- _Problem requirements_
Copy out every record below, word for word.

⟨

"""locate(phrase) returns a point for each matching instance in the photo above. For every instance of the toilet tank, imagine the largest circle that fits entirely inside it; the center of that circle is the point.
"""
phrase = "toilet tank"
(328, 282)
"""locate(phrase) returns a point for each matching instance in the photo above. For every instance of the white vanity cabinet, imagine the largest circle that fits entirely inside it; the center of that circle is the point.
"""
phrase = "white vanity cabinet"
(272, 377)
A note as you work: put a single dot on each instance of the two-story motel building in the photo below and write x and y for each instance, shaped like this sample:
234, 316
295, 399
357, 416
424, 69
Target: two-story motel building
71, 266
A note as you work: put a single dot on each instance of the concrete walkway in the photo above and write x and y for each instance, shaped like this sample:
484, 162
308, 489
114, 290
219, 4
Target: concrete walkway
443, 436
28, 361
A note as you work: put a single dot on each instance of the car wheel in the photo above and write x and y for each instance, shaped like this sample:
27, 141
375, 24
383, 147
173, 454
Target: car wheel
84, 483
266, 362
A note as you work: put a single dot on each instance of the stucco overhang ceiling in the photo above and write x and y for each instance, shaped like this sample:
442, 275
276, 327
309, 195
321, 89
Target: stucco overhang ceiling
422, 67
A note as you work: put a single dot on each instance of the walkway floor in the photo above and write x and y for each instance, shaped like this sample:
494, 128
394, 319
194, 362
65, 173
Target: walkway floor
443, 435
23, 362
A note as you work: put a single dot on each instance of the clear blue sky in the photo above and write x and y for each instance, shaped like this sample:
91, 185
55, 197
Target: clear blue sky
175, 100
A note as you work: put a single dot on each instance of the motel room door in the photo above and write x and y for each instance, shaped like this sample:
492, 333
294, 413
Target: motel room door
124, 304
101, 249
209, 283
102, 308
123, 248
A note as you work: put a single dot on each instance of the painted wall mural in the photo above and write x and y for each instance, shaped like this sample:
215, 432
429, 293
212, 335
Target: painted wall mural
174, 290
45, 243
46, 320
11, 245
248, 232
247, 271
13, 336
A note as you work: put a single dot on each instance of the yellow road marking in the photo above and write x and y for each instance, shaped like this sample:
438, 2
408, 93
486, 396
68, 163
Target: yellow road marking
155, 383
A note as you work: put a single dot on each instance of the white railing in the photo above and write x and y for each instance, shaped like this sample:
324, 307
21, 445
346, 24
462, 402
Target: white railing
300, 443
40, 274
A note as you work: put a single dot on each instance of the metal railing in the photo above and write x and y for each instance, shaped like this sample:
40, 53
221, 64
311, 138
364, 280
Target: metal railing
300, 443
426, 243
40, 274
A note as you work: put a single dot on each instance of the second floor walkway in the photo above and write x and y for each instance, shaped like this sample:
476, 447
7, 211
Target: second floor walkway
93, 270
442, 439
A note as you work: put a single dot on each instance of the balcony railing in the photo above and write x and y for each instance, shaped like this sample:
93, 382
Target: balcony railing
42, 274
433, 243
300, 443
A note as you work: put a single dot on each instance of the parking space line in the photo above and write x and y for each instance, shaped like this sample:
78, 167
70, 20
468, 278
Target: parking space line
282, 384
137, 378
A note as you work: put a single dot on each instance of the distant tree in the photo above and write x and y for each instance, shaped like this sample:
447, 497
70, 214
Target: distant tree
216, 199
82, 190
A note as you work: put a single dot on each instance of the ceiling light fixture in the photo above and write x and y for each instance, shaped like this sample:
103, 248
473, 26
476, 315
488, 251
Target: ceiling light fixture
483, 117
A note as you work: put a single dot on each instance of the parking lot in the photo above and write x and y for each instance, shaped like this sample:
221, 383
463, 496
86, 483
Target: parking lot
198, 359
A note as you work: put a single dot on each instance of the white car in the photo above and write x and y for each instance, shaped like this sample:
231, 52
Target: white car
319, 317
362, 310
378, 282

⟩

- _Problem solution_
"""locate(phrase) returns a point for each matching instance in the photo above. For every instance of the toilet tank, imagine the largest circle that fits entirely inside it; the center of that circle is the point.
"""
phrase = "toilet tank"
(328, 282)
"""locate(phrase) returns a point for each matching instance in the photo above. For every instance of the white vanity cabinet, imagine the largest circle that fits entirely inside it; the center of that circle is the point.
"""
phrase = "white vanity cabinet"
(272, 377)
A note as you work: put a single dot on each instance of the two-story motel building in the photo below and write x and y for each instance, shaped like this sample:
234, 316
295, 399
357, 416
424, 69
Target: two-story motel building
71, 266
A note as you work: put a single dot on each instance of the concrete walkway in the photo above and write x and y for each instance, shaped like this sample:
484, 162
308, 489
114, 290
219, 4
Target: concrete walkway
443, 436
28, 361
A note as you work: put a single dot on each instance of the car wheel in the photo above and write x and y for each instance, shaped like this sample:
27, 141
375, 24
383, 147
173, 454
Target: car wheel
84, 483
266, 362
A note as you work: put a single dot on each instance of the stucco overhang ceiling in the photo above and write x and y for each instance, shaped like this sample:
442, 275
276, 327
309, 195
321, 89
Target: stucco overhang ceiling
422, 67
A note as you work: put a single dot on each instance of the walkway floor in the photo above and write x and y for each instance, shaped like this sample:
494, 128
394, 319
194, 362
65, 173
Target: walkway floor
443, 435
23, 362
A note as you work: put a single dot on each instance of the clear blue sky in the photo above and write x and y for each instance, shaped like this sample:
91, 185
55, 197
Target: clear blue sky
175, 100
A note as you work: put a single dot on each instance of the motel room door in the photo above and write x and y for each instance, shaped like this sample:
492, 333
294, 413
Target: motel room door
124, 304
101, 249
209, 283
102, 308
123, 248
A note as you work: put a single dot on each instance of the painted wall mural in the photo above and write x and y for each instance, shaped like this sample:
215, 432
429, 293
212, 335
Target: painted wall mural
174, 290
45, 243
46, 320
11, 245
248, 232
247, 271
13, 336
A note as you work: put a single dot on each instance of the yellow road marking in the photo above and write x and y for each instance, shaped like this sample:
438, 2
408, 93
486, 396
68, 163
Target: yellow road marking
155, 383
A note as you work: put a single dot on each instance of the white railing in the photo above and write x and y for each instance, shaped like this sample:
324, 307
21, 445
346, 24
462, 402
Target: white railing
300, 443
40, 274
A note as you work: put a single dot on each instance of the metal railing in the photo above and write x and y for each instance, shaped like this sample:
40, 53
221, 64
311, 138
364, 280
Target: metal railing
300, 443
426, 243
40, 274
A note as you work: put a single dot on each instance of the second floor walkway in the photo above and write x and y for each instance, shaped like this sample:
476, 447
7, 211
Target: second floor walkway
93, 270
442, 439
A note as you work: put a single dot on each instance of the balcony railing in the photo above and write x and y for each instance, shaped like this sample:
93, 382
Target: balcony railing
42, 274
433, 243
300, 443
A note as you work: put a single dot on each instance of the parking space line in the photo above and write x and y for each instance, shaped like this sample:
78, 167
70, 20
468, 278
Target: parking space line
282, 384
137, 378
A note as you work: put a single dot on each instance of the distant tree in the photo above and write x and y for each instance, shaped like this sample:
447, 497
70, 214
Target: distant tree
216, 199
82, 190
A note as you work: put a single dot on each instance of the ceiling light fixture in the photo above and write x and y for each instance, shaped like this sample:
103, 248
473, 26
476, 315
488, 251
Target: ceiling light fixture
483, 117
A note as you work: put a single dot on each instance of the parking lot in the photo above and write x and y for each instance, shaped like this sample:
221, 383
463, 496
86, 483
Target: parking lot
198, 359
A note as you work: put a single dot on each instance of the white car in the photo above and write x and y for each instance, shaped like this sample:
231, 52
Target: white car
319, 317
362, 310
378, 282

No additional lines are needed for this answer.